▶ **TASK**
Copy out the lines from the first one through the line containing "217 174 L 201", with "ring" replaced by "loop" and nothing else changed. Omit the pictures.

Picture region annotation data
--- BEGIN ---

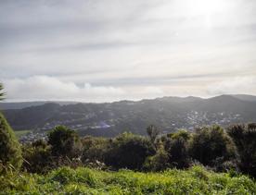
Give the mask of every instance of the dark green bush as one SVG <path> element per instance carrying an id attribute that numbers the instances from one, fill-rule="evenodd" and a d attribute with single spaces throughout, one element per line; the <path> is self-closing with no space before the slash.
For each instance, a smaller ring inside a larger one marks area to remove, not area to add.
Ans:
<path id="1" fill-rule="evenodd" d="M 104 159 L 107 165 L 114 168 L 140 170 L 146 158 L 154 152 L 148 139 L 123 133 L 112 140 Z"/>
<path id="2" fill-rule="evenodd" d="M 219 126 L 198 128 L 189 147 L 191 157 L 204 165 L 212 166 L 217 158 L 223 158 L 223 162 L 236 158 L 232 139 Z"/>
<path id="3" fill-rule="evenodd" d="M 48 133 L 48 143 L 56 156 L 76 157 L 81 149 L 78 134 L 64 126 L 58 126 Z"/>
<path id="4" fill-rule="evenodd" d="M 46 173 L 53 169 L 50 147 L 44 140 L 22 146 L 23 170 L 30 173 Z"/>
<path id="5" fill-rule="evenodd" d="M 12 128 L 0 113 L 0 165 L 7 167 L 8 165 L 18 169 L 21 166 L 21 149 Z"/>
<path id="6" fill-rule="evenodd" d="M 227 133 L 237 146 L 239 168 L 256 177 L 256 124 L 230 126 Z"/>
<path id="7" fill-rule="evenodd" d="M 186 130 L 179 130 L 167 137 L 165 151 L 169 154 L 169 164 L 176 168 L 187 168 L 190 164 L 188 140 L 191 135 Z"/>

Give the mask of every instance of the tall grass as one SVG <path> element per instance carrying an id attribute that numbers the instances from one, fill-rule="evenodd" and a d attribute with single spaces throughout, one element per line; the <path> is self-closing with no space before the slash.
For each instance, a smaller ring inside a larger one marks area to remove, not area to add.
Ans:
<path id="1" fill-rule="evenodd" d="M 45 176 L 8 173 L 0 177 L 0 194 L 256 194 L 256 183 L 201 166 L 161 173 L 61 167 Z"/>

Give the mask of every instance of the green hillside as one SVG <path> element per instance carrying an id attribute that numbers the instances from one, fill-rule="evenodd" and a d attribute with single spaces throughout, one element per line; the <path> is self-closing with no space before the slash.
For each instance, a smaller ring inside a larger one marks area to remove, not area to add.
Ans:
<path id="1" fill-rule="evenodd" d="M 217 174 L 201 166 L 162 173 L 61 167 L 45 176 L 1 177 L 1 194 L 255 194 L 246 176 Z"/>

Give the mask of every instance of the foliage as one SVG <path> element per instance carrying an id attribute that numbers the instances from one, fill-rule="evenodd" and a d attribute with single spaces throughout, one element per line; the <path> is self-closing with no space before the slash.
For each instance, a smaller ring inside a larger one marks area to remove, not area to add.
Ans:
<path id="1" fill-rule="evenodd" d="M 255 194 L 245 176 L 216 174 L 201 166 L 161 173 L 118 172 L 61 167 L 47 175 L 9 173 L 0 194 Z"/>
<path id="2" fill-rule="evenodd" d="M 234 125 L 227 132 L 237 148 L 241 171 L 256 177 L 256 124 Z"/>
<path id="3" fill-rule="evenodd" d="M 19 168 L 22 164 L 21 149 L 15 134 L 0 113 L 0 166 L 11 165 Z"/>
<path id="4" fill-rule="evenodd" d="M 236 158 L 236 147 L 221 127 L 204 127 L 193 134 L 190 154 L 204 165 L 213 165 L 217 158 L 223 158 L 224 162 Z"/>
<path id="5" fill-rule="evenodd" d="M 165 150 L 169 153 L 169 164 L 176 168 L 187 168 L 190 164 L 188 154 L 188 140 L 190 134 L 186 130 L 179 130 L 169 136 L 165 140 Z"/>
<path id="6" fill-rule="evenodd" d="M 146 158 L 154 152 L 152 144 L 147 138 L 123 133 L 111 140 L 104 162 L 114 168 L 140 170 Z"/>
<path id="7" fill-rule="evenodd" d="M 75 157 L 81 147 L 78 134 L 64 126 L 58 126 L 48 133 L 48 143 L 57 156 Z"/>
<path id="8" fill-rule="evenodd" d="M 164 150 L 162 143 L 160 143 L 157 153 L 148 156 L 144 163 L 143 169 L 146 171 L 162 171 L 170 167 L 170 156 Z"/>
<path id="9" fill-rule="evenodd" d="M 23 145 L 22 155 L 22 169 L 30 173 L 46 173 L 53 168 L 50 147 L 42 140 Z"/>
<path id="10" fill-rule="evenodd" d="M 150 140 L 154 145 L 155 140 L 156 140 L 158 135 L 160 134 L 160 130 L 158 129 L 158 128 L 156 126 L 150 125 L 147 128 L 147 133 L 149 136 Z"/>
<path id="11" fill-rule="evenodd" d="M 5 99 L 5 92 L 3 92 L 3 90 L 4 90 L 4 86 L 2 83 L 0 83 L 0 101 L 4 100 Z"/>

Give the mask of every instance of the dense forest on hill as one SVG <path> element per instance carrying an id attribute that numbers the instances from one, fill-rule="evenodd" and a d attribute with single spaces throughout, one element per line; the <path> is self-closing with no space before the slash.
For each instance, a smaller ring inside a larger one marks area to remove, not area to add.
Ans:
<path id="1" fill-rule="evenodd" d="M 56 126 L 20 143 L 1 114 L 0 194 L 256 193 L 255 123 L 145 131 L 104 138 Z"/>

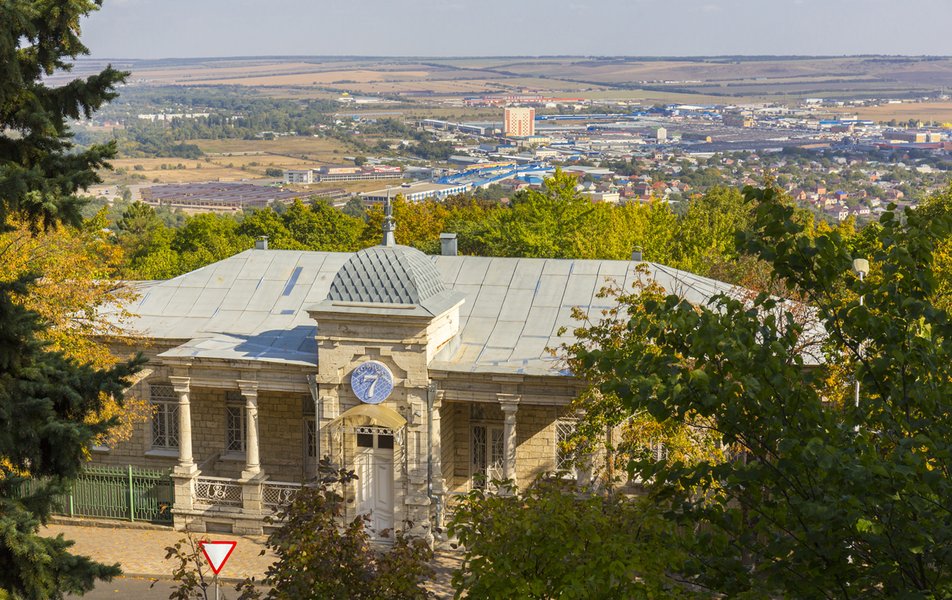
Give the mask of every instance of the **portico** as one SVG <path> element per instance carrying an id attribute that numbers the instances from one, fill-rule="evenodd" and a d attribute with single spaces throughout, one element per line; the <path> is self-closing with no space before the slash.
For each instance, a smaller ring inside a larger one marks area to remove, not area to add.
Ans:
<path id="1" fill-rule="evenodd" d="M 456 495 L 568 468 L 579 383 L 548 349 L 573 308 L 645 270 L 693 301 L 729 290 L 648 263 L 431 257 L 392 226 L 357 253 L 255 249 L 143 285 L 131 393 L 154 414 L 96 462 L 170 470 L 178 528 L 260 533 L 325 459 L 358 475 L 348 516 L 431 538 Z"/>

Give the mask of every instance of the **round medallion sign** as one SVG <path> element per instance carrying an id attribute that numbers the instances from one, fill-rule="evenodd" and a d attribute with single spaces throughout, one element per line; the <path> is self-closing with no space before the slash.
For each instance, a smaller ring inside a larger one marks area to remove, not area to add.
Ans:
<path id="1" fill-rule="evenodd" d="M 393 391 L 393 373 L 382 362 L 368 360 L 351 373 L 350 387 L 361 402 L 380 404 Z"/>

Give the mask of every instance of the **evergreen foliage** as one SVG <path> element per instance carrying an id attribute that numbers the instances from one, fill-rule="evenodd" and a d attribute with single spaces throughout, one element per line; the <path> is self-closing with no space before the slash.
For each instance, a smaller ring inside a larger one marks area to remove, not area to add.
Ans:
<path id="1" fill-rule="evenodd" d="M 69 69 L 86 54 L 80 19 L 98 9 L 94 0 L 0 4 L 0 228 L 12 221 L 34 233 L 60 224 L 78 226 L 80 188 L 99 181 L 115 148 L 73 151 L 68 119 L 89 116 L 115 97 L 124 73 L 107 67 L 60 87 L 42 78 Z M 43 538 L 52 496 L 82 468 L 93 439 L 115 423 L 104 416 L 111 397 L 121 398 L 138 363 L 96 369 L 38 341 L 46 327 L 24 308 L 38 274 L 0 273 L 0 596 L 61 598 L 82 593 L 119 570 L 72 556 L 61 536 Z M 27 478 L 42 483 L 24 492 Z"/>

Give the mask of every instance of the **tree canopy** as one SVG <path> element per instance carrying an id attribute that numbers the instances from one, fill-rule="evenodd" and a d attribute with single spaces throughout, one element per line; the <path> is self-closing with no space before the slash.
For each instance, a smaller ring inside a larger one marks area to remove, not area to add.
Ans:
<path id="1" fill-rule="evenodd" d="M 0 4 L 0 230 L 31 233 L 79 226 L 80 188 L 99 181 L 115 148 L 72 146 L 69 119 L 115 97 L 124 73 L 107 67 L 53 87 L 87 50 L 80 19 L 92 0 Z M 9 264 L 9 263 L 8 263 Z M 33 263 L 30 267 L 35 267 Z M 138 363 L 100 369 L 41 341 L 49 323 L 25 306 L 39 273 L 0 273 L 0 590 L 8 598 L 61 598 L 119 572 L 69 553 L 71 542 L 37 535 L 52 498 L 82 468 L 89 445 L 115 424 L 106 399 L 121 398 Z M 39 305 L 35 308 L 40 309 Z M 51 318 L 51 315 L 44 315 Z M 62 340 L 61 340 L 62 343 Z M 34 479 L 28 490 L 23 483 Z"/>
<path id="2" fill-rule="evenodd" d="M 681 574 L 713 592 L 947 597 L 952 323 L 934 303 L 934 261 L 952 218 L 887 212 L 860 280 L 854 240 L 807 231 L 775 190 L 746 196 L 740 247 L 816 319 L 766 294 L 630 299 L 620 343 L 575 360 L 622 414 L 703 419 L 730 460 L 633 456 L 629 474 L 680 526 Z M 837 370 L 858 378 L 858 403 Z"/>

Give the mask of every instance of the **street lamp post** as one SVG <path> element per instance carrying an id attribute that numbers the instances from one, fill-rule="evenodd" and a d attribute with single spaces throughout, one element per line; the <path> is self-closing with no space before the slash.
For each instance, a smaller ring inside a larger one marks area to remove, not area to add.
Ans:
<path id="1" fill-rule="evenodd" d="M 860 283 L 866 280 L 866 274 L 869 273 L 869 261 L 865 258 L 857 258 L 853 260 L 853 271 L 859 275 Z M 859 295 L 859 305 L 863 306 L 863 294 Z M 857 349 L 859 352 L 859 349 Z M 859 408 L 859 370 L 856 371 L 856 408 Z"/>

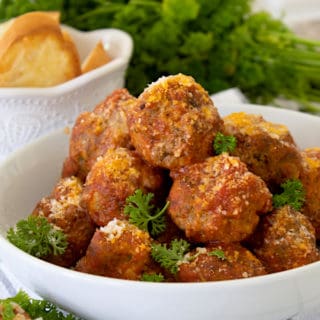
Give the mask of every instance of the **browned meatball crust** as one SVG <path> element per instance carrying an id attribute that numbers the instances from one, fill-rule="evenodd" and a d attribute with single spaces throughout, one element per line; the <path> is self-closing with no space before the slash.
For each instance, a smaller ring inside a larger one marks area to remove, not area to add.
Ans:
<path id="1" fill-rule="evenodd" d="M 96 230 L 75 270 L 120 279 L 138 280 L 150 262 L 149 234 L 125 220 L 113 219 Z"/>
<path id="2" fill-rule="evenodd" d="M 126 219 L 126 198 L 137 189 L 156 193 L 162 185 L 162 172 L 146 164 L 135 151 L 109 149 L 89 172 L 81 204 L 99 226 L 113 218 Z"/>
<path id="3" fill-rule="evenodd" d="M 72 128 L 63 177 L 75 175 L 84 180 L 97 157 L 109 148 L 130 147 L 126 109 L 134 100 L 126 89 L 117 89 L 92 112 L 78 116 Z"/>
<path id="4" fill-rule="evenodd" d="M 264 216 L 256 232 L 253 252 L 270 273 L 319 260 L 312 224 L 290 206 Z"/>
<path id="5" fill-rule="evenodd" d="M 187 254 L 178 269 L 178 280 L 185 282 L 219 281 L 266 274 L 264 266 L 238 243 L 209 245 Z"/>
<path id="6" fill-rule="evenodd" d="M 232 113 L 223 120 L 224 132 L 237 138 L 232 155 L 240 157 L 269 187 L 299 177 L 301 155 L 285 125 L 245 112 Z"/>
<path id="7" fill-rule="evenodd" d="M 78 178 L 62 178 L 52 194 L 41 199 L 32 213 L 45 217 L 67 236 L 68 247 L 65 253 L 45 258 L 64 267 L 73 266 L 84 254 L 94 233 L 93 221 L 80 206 L 82 190 L 82 183 Z"/>
<path id="8" fill-rule="evenodd" d="M 305 149 L 302 158 L 300 179 L 305 189 L 305 203 L 301 212 L 309 218 L 320 240 L 320 147 Z"/>
<path id="9" fill-rule="evenodd" d="M 138 97 L 128 114 L 132 143 L 151 165 L 173 169 L 204 160 L 222 120 L 208 93 L 192 77 L 162 77 Z"/>
<path id="10" fill-rule="evenodd" d="M 255 229 L 258 215 L 272 210 L 263 180 L 226 153 L 186 166 L 173 177 L 168 212 L 192 241 L 241 241 Z"/>

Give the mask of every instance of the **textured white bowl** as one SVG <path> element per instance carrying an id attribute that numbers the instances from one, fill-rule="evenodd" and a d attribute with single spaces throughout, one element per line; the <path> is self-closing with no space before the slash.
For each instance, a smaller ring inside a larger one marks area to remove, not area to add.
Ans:
<path id="1" fill-rule="evenodd" d="M 0 88 L 0 161 L 13 150 L 55 129 L 72 124 L 109 93 L 125 84 L 133 41 L 117 29 L 81 32 L 63 26 L 78 48 L 80 60 L 99 40 L 112 61 L 63 84 L 49 88 Z M 59 66 L 57 66 L 59 68 Z"/>
<path id="2" fill-rule="evenodd" d="M 219 108 L 284 123 L 300 147 L 320 146 L 320 117 L 253 105 Z M 6 232 L 57 181 L 68 150 L 61 129 L 13 153 L 0 166 L 0 259 L 40 296 L 87 320 L 284 320 L 320 304 L 320 262 L 271 275 L 206 283 L 148 283 L 94 276 L 34 258 Z"/>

--- END ---

▶ **ANSWER TO THIS EXERCISE**
Give the mask of every instance of the dark green bush as one SVG <path> element per instance carrying an id attribute that numbers the instances from one, fill-rule="evenodd" and a d attribute with single spaces throughout, one element per line; the <path> is self-closing with no space before the slash.
For each instance, a smaller loop inside a larger one marks area to remove, not area to add.
Ans:
<path id="1" fill-rule="evenodd" d="M 104 159 L 107 165 L 114 168 L 140 170 L 146 158 L 154 152 L 148 139 L 123 133 L 112 140 Z"/>
<path id="2" fill-rule="evenodd" d="M 219 126 L 198 128 L 189 147 L 191 157 L 204 165 L 212 166 L 217 158 L 223 158 L 223 162 L 236 158 L 232 139 Z"/>
<path id="3" fill-rule="evenodd" d="M 48 133 L 48 143 L 56 156 L 76 157 L 81 149 L 78 134 L 64 126 L 58 126 Z"/>
<path id="4" fill-rule="evenodd" d="M 46 173 L 53 169 L 50 147 L 44 140 L 22 146 L 23 170 L 30 173 Z"/>
<path id="5" fill-rule="evenodd" d="M 12 128 L 0 113 L 0 165 L 7 167 L 8 165 L 18 169 L 21 166 L 21 149 Z"/>
<path id="6" fill-rule="evenodd" d="M 227 133 L 237 146 L 239 168 L 256 177 L 256 124 L 230 126 Z"/>
<path id="7" fill-rule="evenodd" d="M 186 130 L 179 130 L 167 137 L 165 151 L 169 154 L 169 164 L 176 168 L 187 168 L 190 164 L 188 140 L 191 135 Z"/>

Give the mask of every instance of the tall grass as one SVG <path> element per instance carrying an id attribute that numbers the instances from one, fill-rule="evenodd" and a d attribute with single spaces throughout, one element per line; the <path> is self-closing with no space before the slash.
For each instance, a smaller loop inside a larger one marks area to remove, not area to add.
Ans:
<path id="1" fill-rule="evenodd" d="M 45 176 L 8 173 L 0 177 L 0 194 L 256 194 L 256 183 L 201 166 L 161 173 L 61 167 Z"/>

Give the mask of every instance of the green hillside as one SVG <path> element per instance carrying an id attribute that numbers the instances from one, fill-rule="evenodd" and a d attribute with single spaces throughout, one element per line; the <path> is self-closing with no space before the slash.
For each instance, a smaller loop inside a larger one marks area to remove, not area to add.
Ans:
<path id="1" fill-rule="evenodd" d="M 217 174 L 201 166 L 162 173 L 61 167 L 45 176 L 1 177 L 1 194 L 255 194 L 246 176 Z"/>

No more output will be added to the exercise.